# Problem requirements
From the data that follows, copy every line holding the string "girl".

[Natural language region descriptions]
|---|

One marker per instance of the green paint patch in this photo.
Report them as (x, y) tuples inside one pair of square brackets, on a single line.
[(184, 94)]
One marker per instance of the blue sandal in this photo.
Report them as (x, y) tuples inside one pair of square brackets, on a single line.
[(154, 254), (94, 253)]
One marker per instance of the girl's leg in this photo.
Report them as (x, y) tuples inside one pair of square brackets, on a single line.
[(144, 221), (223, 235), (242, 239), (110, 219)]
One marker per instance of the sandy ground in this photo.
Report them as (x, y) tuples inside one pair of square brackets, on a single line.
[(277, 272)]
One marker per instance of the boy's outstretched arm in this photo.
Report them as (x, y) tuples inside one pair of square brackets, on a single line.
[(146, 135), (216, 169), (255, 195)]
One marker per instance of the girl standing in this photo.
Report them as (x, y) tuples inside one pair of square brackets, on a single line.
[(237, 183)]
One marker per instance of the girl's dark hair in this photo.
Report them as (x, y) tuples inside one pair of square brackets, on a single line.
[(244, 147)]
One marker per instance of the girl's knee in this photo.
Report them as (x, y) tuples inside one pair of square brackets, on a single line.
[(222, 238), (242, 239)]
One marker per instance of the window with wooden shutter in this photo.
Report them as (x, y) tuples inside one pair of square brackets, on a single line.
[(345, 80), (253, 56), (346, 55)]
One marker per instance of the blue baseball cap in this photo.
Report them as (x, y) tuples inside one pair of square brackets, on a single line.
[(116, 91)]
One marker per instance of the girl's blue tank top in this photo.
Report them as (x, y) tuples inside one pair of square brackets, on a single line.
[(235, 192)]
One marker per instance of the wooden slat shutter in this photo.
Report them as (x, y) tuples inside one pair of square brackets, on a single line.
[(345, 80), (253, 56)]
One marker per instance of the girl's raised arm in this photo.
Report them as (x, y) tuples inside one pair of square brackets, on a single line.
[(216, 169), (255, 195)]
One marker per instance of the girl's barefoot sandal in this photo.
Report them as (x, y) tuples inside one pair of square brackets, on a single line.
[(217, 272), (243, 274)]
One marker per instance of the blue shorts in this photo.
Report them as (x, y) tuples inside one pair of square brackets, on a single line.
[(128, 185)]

|---|

# Result of this task
One marker per instance of the girl's leg in this photo.
One marker per instance of the girl standing in this photo.
One marker per instance of the girl's dark hair in this photo.
One marker per instance of the girl's knee in this photo.
One marker per instance of the girl's blue tank top in this photo.
One marker per instance of the girl's raised arm in this photo.
One marker per instance of the girl's barefoot sandal in this photo.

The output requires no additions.